▸ Задание A
Перечислите все действия, которые, по словам Петра из текста об акции «Возвращение Имен», уже пора совершить в отношении тех событий.
▸ Задание B
Почему Петр из текста об акции «Возвращение Имен» прочитает чужое имя, а не имя своего родственника? Ответьте в одном–трех предложениях.

▸ Фрагмент текста
= = =

В легенде о манкуртах — фрагменте повести Чингиза Айтматова «И дольше века длится день» — жестокое племя делало идеальных рабов из плененных людей, в изощренных пытках заставляя их полностью потерять память. Выживший манкурт ничего не помнит ни о своем прошлом, ни о себе, не думает о будущем, слепо исполняет веления хозяина. Он не мыслит о побеге, потому что не помнит, что это; о свободе, потому что не помнит, как это.
Память — это та мойрова нить, которая сшивает настоящее и ушедшее, делает нас свободными людьми. Акция «Возвращение Имен» — гарантия того, что мы еще не превратились в манкуртов. Ведь пока мы помним, у нас есть будущее.
Вот, что говорят люди, пришедшие 29 октября вернуть имена жертвам «жестокого племени».
Петр, 22 года
Я пришел участвовать в акции, чтобы просто прочитать имя. Имя взял на входе. Я не знаю судьбу моих родственников до Великой Отечественной войны. Не знаю, был ли кто-то из них репрессирован. Поэтому я просто не могу прочитать имя моего родственника. Прочитаю чужое.
Ведь очень важно в принципе помнить о тех событиях. Как в Германии работают с исторической памятью Второй мировой, с исторической памятью Холокоста и всего остального — они там это умеют делать и сделали. У нас такого не произошло. Все, что у нас умеют — это только замалчивать и рассказывать про «эффективного менеджера» Сталина.
Под «опытом Германии» я имею в виду признание, что «это» — национальная проблема, что никаких оправданий и слов про эффективность и допустимые потери быть не может, что жизнь каждого человека — это что-то бесконечно ценное и ее невозможно променять на любые какие-то преференции. «Лес рубят, щепки летят» — злая и отвратительная пословица. Соответственно, сейчас уже пора признать те события, как-то об этом рассказывать, прийти к консенсусу, просвещать по этому вопросу широкие массы людей. Потому что, по факту, это считалось адекватным. Но адекватно — это считать недопустимыми как бытовые убийства, так сталинские репрессии.

= = =

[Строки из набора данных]
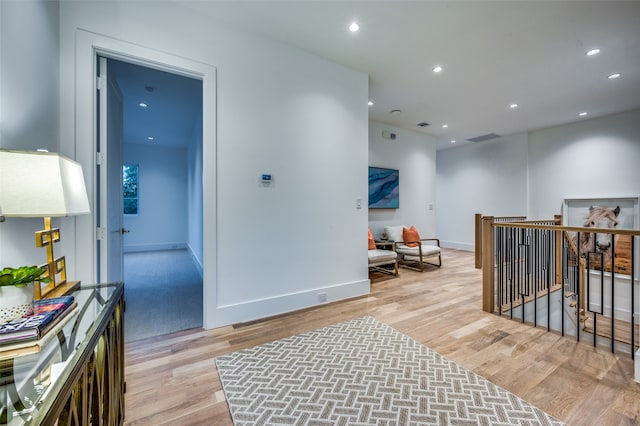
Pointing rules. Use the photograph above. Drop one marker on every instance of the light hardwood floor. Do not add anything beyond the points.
(172, 380)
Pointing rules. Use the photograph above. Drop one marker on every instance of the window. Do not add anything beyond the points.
(130, 189)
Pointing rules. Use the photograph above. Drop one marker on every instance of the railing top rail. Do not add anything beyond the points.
(529, 225)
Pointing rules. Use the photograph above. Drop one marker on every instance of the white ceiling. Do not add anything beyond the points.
(173, 105)
(494, 53)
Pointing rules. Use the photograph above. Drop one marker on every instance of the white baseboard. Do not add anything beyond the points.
(636, 370)
(197, 261)
(132, 248)
(262, 308)
(457, 245)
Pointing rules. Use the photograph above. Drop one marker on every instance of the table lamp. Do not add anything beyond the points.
(43, 184)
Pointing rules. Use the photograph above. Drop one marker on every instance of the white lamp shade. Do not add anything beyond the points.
(39, 184)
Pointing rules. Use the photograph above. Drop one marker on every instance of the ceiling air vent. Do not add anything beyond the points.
(483, 138)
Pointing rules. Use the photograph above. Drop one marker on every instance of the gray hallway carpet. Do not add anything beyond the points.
(163, 293)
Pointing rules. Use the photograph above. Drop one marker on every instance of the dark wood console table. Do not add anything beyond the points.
(77, 376)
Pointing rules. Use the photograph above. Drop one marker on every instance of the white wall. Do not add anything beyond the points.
(531, 174)
(29, 113)
(488, 178)
(595, 158)
(414, 155)
(271, 249)
(161, 222)
(194, 192)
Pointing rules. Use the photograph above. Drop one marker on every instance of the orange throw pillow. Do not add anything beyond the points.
(410, 234)
(372, 241)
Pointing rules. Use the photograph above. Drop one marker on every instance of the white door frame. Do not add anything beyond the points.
(88, 47)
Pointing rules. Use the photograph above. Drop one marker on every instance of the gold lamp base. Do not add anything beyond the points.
(56, 268)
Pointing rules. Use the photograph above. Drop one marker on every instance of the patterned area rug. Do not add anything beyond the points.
(362, 372)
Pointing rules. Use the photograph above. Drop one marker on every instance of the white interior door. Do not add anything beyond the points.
(110, 229)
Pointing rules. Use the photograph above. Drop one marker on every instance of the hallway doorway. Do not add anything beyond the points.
(162, 213)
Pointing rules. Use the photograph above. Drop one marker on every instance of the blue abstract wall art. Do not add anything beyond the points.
(384, 188)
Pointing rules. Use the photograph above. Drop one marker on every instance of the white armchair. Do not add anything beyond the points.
(415, 252)
(382, 254)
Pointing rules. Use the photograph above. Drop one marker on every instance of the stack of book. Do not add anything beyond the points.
(29, 333)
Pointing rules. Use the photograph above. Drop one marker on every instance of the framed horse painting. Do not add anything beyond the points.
(598, 247)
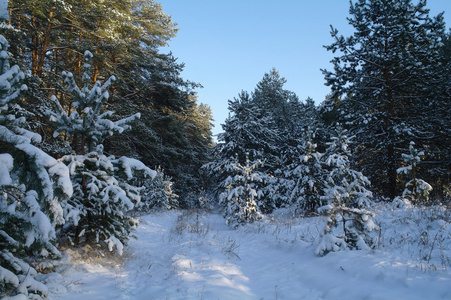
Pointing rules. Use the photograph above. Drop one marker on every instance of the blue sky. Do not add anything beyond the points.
(228, 45)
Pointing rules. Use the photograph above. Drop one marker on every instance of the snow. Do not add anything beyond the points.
(4, 15)
(191, 255)
(6, 165)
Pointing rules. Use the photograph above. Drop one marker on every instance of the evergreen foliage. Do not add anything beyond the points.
(389, 82)
(34, 188)
(124, 38)
(103, 192)
(349, 219)
(241, 195)
(416, 190)
(308, 175)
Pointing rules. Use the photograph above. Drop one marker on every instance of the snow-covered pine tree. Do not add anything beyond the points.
(245, 136)
(308, 176)
(157, 193)
(390, 84)
(240, 197)
(32, 187)
(103, 193)
(416, 190)
(349, 217)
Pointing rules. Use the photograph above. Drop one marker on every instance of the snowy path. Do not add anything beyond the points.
(190, 256)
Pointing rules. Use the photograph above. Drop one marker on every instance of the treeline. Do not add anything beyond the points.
(49, 37)
(390, 100)
(95, 123)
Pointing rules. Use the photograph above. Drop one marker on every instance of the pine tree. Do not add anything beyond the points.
(385, 82)
(349, 218)
(240, 197)
(103, 192)
(308, 176)
(416, 190)
(158, 193)
(33, 185)
(245, 136)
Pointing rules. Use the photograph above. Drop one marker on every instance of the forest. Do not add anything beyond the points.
(97, 127)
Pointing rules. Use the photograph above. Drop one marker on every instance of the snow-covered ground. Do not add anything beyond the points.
(191, 255)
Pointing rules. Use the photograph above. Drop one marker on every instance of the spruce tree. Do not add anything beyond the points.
(103, 189)
(33, 185)
(416, 190)
(308, 175)
(349, 219)
(241, 194)
(386, 81)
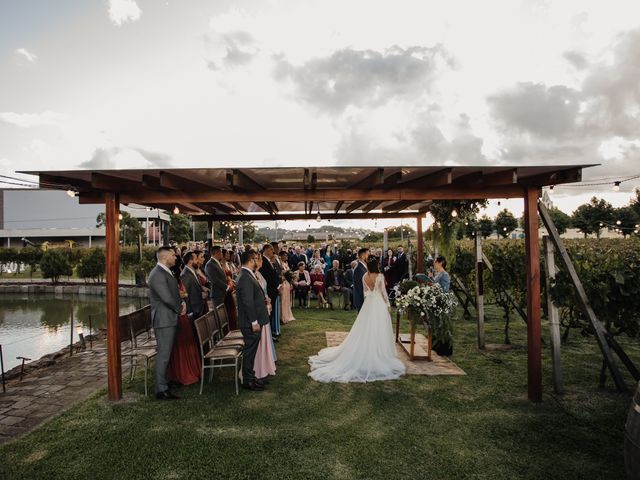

= = =

▸ Ответ A
- признать те события;
- как-то об этом рассказывать;
- прийти к консенсусу;
- просвещать по этому вопросу широкие массы людей.

▸ Ответ B
Петр не знает судьбу своих родственников до Великой Отечественной войны и не знает, был ли кто-то из них репрессирован. Поэтому прочитать имя родственника он не может и читает имя, взятое на входе.